__Task input__:
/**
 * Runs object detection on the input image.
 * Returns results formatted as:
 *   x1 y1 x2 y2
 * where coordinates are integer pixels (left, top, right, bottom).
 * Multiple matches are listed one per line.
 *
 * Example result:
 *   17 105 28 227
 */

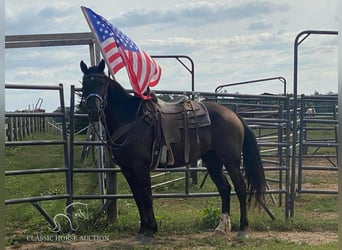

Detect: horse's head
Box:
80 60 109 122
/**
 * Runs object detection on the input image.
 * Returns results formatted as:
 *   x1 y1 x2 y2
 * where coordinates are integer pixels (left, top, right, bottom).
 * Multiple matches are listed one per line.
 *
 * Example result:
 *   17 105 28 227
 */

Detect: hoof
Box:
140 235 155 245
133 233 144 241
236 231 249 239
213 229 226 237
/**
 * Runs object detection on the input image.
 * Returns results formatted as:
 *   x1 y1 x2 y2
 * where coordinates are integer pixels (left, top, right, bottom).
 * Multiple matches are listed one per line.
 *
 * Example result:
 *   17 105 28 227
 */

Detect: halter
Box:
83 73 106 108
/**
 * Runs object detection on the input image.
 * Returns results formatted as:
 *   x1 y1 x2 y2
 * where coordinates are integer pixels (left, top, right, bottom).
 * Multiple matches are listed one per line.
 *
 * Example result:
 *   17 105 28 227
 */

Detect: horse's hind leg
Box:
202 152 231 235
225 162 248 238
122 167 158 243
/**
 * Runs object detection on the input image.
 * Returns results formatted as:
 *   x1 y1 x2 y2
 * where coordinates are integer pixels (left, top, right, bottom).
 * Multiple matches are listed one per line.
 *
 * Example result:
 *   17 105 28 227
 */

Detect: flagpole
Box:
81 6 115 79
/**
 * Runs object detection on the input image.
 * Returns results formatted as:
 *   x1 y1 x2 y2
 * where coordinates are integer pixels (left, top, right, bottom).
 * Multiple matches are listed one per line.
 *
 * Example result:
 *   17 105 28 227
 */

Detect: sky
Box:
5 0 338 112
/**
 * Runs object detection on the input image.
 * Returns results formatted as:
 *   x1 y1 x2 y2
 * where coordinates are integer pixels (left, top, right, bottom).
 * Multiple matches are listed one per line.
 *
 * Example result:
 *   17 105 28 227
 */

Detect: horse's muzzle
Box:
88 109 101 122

__What the task asks__: Render the material from its first line through the line containing "80 60 109 122" as a Markdown table with columns headed Row and Line, numbering each line and skipping blank lines. Leave the picture out of the table.

__Written solution__:
| Row | Line |
|---|---|
| 1 | /** |
| 2 |  * Runs object detection on the input image. |
| 3 |  * Returns results formatted as: |
| 4 |  *   x1 y1 x2 y2 |
| 5 |  * where coordinates are integer pixels (left, top, right, bottom). |
| 6 |  * Multiple matches are listed one per line. |
| 7 |  * |
| 8 |  * Example result: |
| 9 |  *   17 105 28 227 |
| 10 |  */ |
| 11 | Detect: horse's head |
| 12 | Box: |
| 13 | 80 60 109 122 |